**PROBLEM DETAILS:** Count the lines in the material below that contain the string "hand", and reply with that number alone.

**SUPPLIED MATERIAL:**
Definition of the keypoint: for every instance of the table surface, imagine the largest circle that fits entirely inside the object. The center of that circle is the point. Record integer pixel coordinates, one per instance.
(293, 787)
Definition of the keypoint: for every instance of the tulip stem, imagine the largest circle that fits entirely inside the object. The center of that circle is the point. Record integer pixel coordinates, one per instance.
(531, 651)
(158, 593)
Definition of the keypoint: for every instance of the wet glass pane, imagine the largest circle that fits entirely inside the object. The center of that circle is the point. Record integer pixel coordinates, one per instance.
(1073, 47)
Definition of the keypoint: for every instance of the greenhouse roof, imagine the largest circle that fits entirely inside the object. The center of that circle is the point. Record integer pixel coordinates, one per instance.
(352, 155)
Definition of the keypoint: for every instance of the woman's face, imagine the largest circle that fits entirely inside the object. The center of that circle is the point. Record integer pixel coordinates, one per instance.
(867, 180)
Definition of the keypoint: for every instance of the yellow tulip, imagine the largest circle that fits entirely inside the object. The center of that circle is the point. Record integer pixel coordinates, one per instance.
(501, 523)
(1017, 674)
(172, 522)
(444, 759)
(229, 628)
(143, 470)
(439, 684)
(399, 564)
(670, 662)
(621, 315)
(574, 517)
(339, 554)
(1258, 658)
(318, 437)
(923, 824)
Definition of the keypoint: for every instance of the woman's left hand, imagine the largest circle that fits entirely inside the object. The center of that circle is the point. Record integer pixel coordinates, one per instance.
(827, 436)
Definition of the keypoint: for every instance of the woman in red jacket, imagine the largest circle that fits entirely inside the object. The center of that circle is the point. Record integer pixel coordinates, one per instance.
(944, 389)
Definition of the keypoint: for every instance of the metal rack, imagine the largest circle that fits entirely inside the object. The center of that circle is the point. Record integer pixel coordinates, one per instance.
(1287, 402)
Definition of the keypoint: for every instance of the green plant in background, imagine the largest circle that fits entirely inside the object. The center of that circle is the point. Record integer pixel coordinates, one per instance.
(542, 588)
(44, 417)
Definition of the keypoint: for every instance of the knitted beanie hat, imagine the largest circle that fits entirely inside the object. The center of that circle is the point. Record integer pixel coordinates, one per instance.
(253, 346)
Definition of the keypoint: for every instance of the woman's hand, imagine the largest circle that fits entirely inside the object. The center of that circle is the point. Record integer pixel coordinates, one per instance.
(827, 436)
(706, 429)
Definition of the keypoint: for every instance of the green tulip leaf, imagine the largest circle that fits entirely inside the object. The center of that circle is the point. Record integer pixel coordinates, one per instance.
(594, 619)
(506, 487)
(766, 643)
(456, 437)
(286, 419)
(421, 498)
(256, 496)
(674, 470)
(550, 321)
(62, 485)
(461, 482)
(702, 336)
==
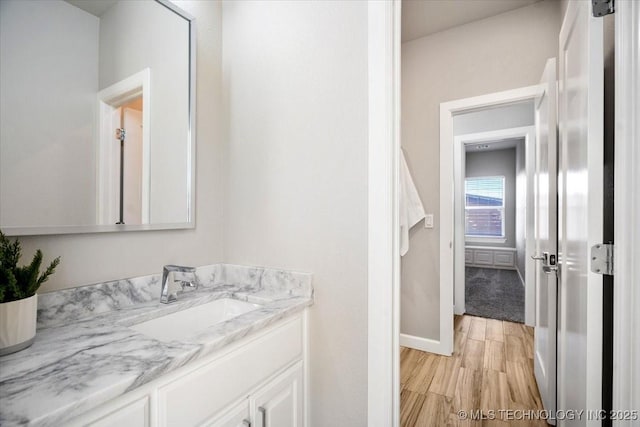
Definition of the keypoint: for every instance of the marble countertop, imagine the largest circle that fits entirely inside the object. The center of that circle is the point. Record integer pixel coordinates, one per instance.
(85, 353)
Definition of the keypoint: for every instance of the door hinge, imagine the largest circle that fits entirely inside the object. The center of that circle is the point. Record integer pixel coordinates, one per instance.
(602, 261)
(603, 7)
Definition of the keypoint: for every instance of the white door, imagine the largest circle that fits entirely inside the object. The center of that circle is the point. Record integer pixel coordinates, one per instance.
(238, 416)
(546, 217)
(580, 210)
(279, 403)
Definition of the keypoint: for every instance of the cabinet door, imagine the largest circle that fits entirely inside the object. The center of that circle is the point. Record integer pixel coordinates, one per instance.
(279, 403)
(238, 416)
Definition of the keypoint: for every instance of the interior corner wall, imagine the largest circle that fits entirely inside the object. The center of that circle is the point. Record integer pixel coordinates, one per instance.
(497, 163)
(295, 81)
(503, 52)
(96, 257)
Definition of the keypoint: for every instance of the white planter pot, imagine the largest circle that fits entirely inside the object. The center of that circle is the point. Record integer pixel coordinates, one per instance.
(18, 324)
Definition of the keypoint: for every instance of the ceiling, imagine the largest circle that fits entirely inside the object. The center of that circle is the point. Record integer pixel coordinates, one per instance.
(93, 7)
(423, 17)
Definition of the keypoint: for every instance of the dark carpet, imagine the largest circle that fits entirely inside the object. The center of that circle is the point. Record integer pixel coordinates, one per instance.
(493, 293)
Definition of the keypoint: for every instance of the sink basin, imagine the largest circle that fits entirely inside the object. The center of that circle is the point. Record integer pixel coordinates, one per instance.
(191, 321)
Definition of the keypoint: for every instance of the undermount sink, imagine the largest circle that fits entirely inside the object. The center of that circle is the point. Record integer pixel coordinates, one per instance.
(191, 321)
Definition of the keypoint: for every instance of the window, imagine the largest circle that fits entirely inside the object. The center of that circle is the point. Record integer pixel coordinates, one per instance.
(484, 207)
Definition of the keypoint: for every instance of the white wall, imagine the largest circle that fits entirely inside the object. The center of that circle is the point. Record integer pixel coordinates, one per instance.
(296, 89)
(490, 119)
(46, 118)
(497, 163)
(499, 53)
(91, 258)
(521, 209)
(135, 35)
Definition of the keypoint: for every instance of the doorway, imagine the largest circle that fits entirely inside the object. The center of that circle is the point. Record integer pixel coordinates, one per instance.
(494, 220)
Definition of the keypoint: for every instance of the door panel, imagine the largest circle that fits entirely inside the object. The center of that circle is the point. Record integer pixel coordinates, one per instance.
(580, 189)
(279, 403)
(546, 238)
--
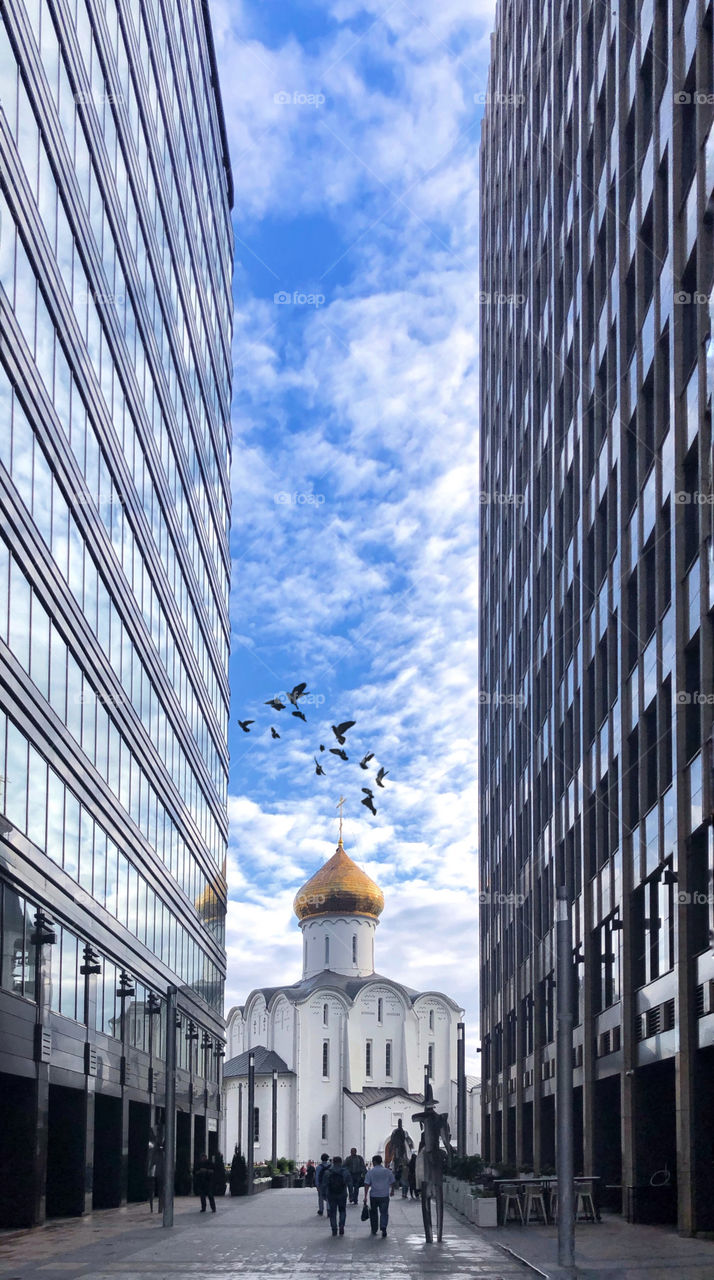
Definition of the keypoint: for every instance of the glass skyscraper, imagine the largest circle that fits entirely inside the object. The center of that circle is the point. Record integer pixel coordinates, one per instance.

**CORRECT OUTPUT:** 2